(PROVIDED DATA)

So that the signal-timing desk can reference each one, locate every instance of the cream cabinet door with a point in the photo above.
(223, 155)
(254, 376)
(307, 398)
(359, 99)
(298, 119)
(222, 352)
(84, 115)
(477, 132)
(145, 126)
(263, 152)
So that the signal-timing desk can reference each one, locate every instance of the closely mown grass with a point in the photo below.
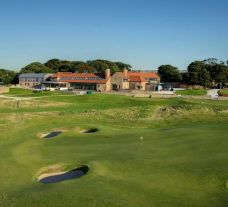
(192, 92)
(223, 92)
(20, 92)
(181, 161)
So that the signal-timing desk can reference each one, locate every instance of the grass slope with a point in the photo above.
(192, 92)
(182, 160)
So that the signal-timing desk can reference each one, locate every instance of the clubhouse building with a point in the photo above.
(125, 80)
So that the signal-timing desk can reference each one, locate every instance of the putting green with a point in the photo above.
(181, 160)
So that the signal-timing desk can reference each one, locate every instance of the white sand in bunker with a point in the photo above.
(55, 177)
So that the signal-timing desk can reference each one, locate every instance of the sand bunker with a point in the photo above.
(49, 178)
(51, 134)
(88, 131)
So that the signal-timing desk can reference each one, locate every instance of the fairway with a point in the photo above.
(140, 152)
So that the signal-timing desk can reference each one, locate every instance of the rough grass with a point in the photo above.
(223, 92)
(192, 92)
(182, 160)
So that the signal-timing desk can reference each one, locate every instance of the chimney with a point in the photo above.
(125, 72)
(107, 73)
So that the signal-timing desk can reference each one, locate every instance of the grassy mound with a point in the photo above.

(End PROVIDED DATA)

PROBLEM STATEMENT
With all pictures omitted, repeat every record above word for word.

OUTPUT
So that the signal-timing desk can reference each one, locate every instance of the cream cabinet door with a point in the photo above.
(223, 155)
(254, 376)
(307, 398)
(359, 99)
(298, 119)
(222, 352)
(84, 115)
(477, 132)
(145, 126)
(263, 152)
So that the signal-timing desk can reference each one, locate every instance of the closely mown grass with a point in the photo below.
(192, 92)
(223, 92)
(20, 92)
(181, 161)
So that the signal-timing desk can reference each one, locate every instance of the grass slope with a point in the photo above.
(192, 92)
(182, 160)
So that the signal-timing desk can reference each one, locate every instance of the clubhouse building with a point in the photo above.
(125, 80)
So that the signal-timing desk can reference each one, locate every instance of the putting green with a point in the photo above.
(181, 160)
So that the signal-timing desk can reference each one, locate every instance of the white sand in bunker with a point in the photo above.
(55, 177)
So that the signal-timing desk can reference each one, locate every instance of the sand bunker with a point in the photo above.
(49, 178)
(51, 134)
(88, 131)
So that the signal-timing desk can reference each one, locate every instance of the fairway with a point in the photo above.
(140, 152)
So that the signal-timing desk can reference each one, locate every instance of the rough grass with a point in the photo above.
(223, 92)
(192, 92)
(182, 160)
So that the signal-timing desk can reference each one, locate every instance of the chimney with a point in the photo above.
(125, 72)
(107, 73)
So that the signal-timing desk can reference each one, locate every instance of the grassy mound with a point in the photo above.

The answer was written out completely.